Reproduce each record exactly.

※ ※ ※

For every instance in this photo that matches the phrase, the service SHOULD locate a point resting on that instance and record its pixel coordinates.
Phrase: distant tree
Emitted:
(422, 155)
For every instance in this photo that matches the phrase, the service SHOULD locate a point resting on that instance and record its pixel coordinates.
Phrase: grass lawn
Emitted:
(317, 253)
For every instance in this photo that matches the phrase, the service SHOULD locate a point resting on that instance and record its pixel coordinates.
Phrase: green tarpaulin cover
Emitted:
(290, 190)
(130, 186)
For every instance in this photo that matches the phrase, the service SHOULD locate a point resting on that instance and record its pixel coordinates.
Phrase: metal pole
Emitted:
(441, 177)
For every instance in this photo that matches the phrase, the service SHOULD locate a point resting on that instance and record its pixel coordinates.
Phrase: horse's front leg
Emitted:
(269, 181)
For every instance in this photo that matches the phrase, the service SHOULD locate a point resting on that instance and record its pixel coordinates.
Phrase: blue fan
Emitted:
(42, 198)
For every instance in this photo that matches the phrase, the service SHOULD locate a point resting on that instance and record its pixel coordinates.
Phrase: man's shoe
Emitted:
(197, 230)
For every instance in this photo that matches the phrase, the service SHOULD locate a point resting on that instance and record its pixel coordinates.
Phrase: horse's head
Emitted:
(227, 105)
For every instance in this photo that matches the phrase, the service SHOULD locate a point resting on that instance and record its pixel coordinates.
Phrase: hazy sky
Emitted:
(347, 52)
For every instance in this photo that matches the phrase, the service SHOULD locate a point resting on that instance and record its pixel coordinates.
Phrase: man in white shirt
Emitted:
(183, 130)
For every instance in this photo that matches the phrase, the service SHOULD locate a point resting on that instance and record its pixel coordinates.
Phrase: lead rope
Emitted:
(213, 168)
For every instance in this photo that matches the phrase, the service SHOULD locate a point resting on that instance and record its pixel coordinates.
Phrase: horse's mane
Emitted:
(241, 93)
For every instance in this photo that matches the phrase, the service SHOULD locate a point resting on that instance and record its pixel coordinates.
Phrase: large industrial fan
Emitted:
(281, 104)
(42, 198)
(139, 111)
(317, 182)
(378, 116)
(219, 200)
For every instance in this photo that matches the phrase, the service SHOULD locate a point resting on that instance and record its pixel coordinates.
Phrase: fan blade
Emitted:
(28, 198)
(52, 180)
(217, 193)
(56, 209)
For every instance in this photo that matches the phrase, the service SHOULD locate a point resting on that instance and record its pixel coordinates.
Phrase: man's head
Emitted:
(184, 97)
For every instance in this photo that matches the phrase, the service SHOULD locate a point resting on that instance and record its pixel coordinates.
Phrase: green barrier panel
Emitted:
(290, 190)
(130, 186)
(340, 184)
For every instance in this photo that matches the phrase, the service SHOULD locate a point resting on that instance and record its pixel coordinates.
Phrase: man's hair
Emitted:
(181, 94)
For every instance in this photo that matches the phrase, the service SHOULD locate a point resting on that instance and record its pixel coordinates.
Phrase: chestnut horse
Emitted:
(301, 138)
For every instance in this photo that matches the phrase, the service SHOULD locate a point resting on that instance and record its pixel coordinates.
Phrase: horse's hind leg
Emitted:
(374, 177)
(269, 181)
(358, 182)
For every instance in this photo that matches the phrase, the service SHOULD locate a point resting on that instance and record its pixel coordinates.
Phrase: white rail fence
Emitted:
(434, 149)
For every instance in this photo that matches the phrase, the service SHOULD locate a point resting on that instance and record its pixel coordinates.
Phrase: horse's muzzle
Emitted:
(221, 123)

※ ※ ※

- Solution -
For every instance in this photo that matches the phrase, the service SHOULD locate a point resting on that instance and record its pixel coordinates.
Phrase: distant tree
Emitted:
(422, 155)
For every instance in this photo that matches the phrase, the service SHOULD locate a point resting on that instance and record its pixel coordinates.
Phrase: grass lawn
Emitted:
(317, 253)
For every instance in this photo that matches the phrase, the service SHOULD locate a point resting on that instance and record its pixel coordinates.
Phrase: green tarpaulin cover
Emitted:
(290, 190)
(130, 186)
For every instance in this photo that matches the phrase, the service SHOULD locate a point resting on that instance and record its pixel coordinates.
Phrase: metal pole
Emitted:
(441, 177)
For every instance in this photo that matches the phrase, the service SHOULD locate a point resting on that instance and record its pixel coordinates.
Phrase: horse's front leg
Emitted:
(269, 181)
For every instance in this photo that matches the phrase, the service SHOULD locate a point resting on that instance and record its pixel coordinates.
Phrase: blue fan
Emitted:
(42, 198)
For every instance in this photo that matches the phrase, the service SHOULD locate a point resting on that instance and record its pixel coordinates.
Phrase: man's shoe
Emitted:
(197, 230)
For every instance in this photo that matches the phrase, the service SHOULD locate a point resting on that instance and record its pixel coordinates.
Phrase: horse's head
Emitted:
(227, 105)
For every instance in this photo that matches the phrase, the service SHOULD locate a point resting on that instance and record its pixel coordinates.
Phrase: hazy sky
Emitted:
(347, 52)
For every instance in this photo that matches the phrase, the service SHOULD locate a point resting on that instance and record its pixel coordinates.
Phrase: man in white shirt
Emitted:
(183, 130)
For every instance in this photo that matches the phrase, the service SHOULD locate a point resting on that instance and record its pixel coordinates.
Phrase: lead rope
Emitted:
(213, 168)
For every instance in this photo that matches the phrase, the service SHOULD locate a point resting on that instance and record its pixel coordinates.
Phrase: horse's mane
Emitted:
(241, 93)
For every instance in this photo that matches the phrase, the service SHOULD locate a point resting on that instance and record its pixel coordinates.
Phrase: large industrial fan
Emitted:
(281, 104)
(42, 198)
(139, 111)
(317, 182)
(378, 116)
(219, 200)
For every instance in this photo that matches the phrase, the service SHOULD locate a point resting on that instance and record its pixel coordinates.
Phrase: fan blade
Emitted:
(28, 198)
(52, 180)
(217, 193)
(56, 209)
For every instance in this photo that matches the phrase, the service SHOULD locate a point resting on that instance and record its pixel coordinates.
Phrase: man's head
Emitted:
(184, 97)
For every instance in this photo that matches the phrase, the service SHOULD locate a point resting on that instance and record its pixel coordinates.
Phrase: green barrier panel
Emitted:
(290, 190)
(130, 186)
(340, 184)
For every instance in this photo that matches the phrase, the service SHOULD locate a point resting on that instance and record its pixel coordinates.
Phrase: man's hair
Emitted:
(181, 94)
For every instance in this photo that matches the phrase, the service SHOULD locate a point resting on that instance and record its pixel coordinates.
Phrase: chestnut horse
Emitted:
(301, 138)
For every instance in this photo that matches the phrase, the service SHOULD locate a point resting on that instance and record its pixel coordinates.
Phrase: horse's hind leg
Emitted:
(374, 177)
(269, 181)
(358, 182)
For every instance in this photo that matches the phrase, the service SHOULD locate a point resting on that instance and record its pixel coordinates.
Phrase: white rail fence
Emitted:
(434, 149)
For every instance in this photo that matches the phrase, the service SHOULD locate a point resting on that instance and record its pixel coordinates.
Phrase: horse's muzzle
Emitted:
(221, 123)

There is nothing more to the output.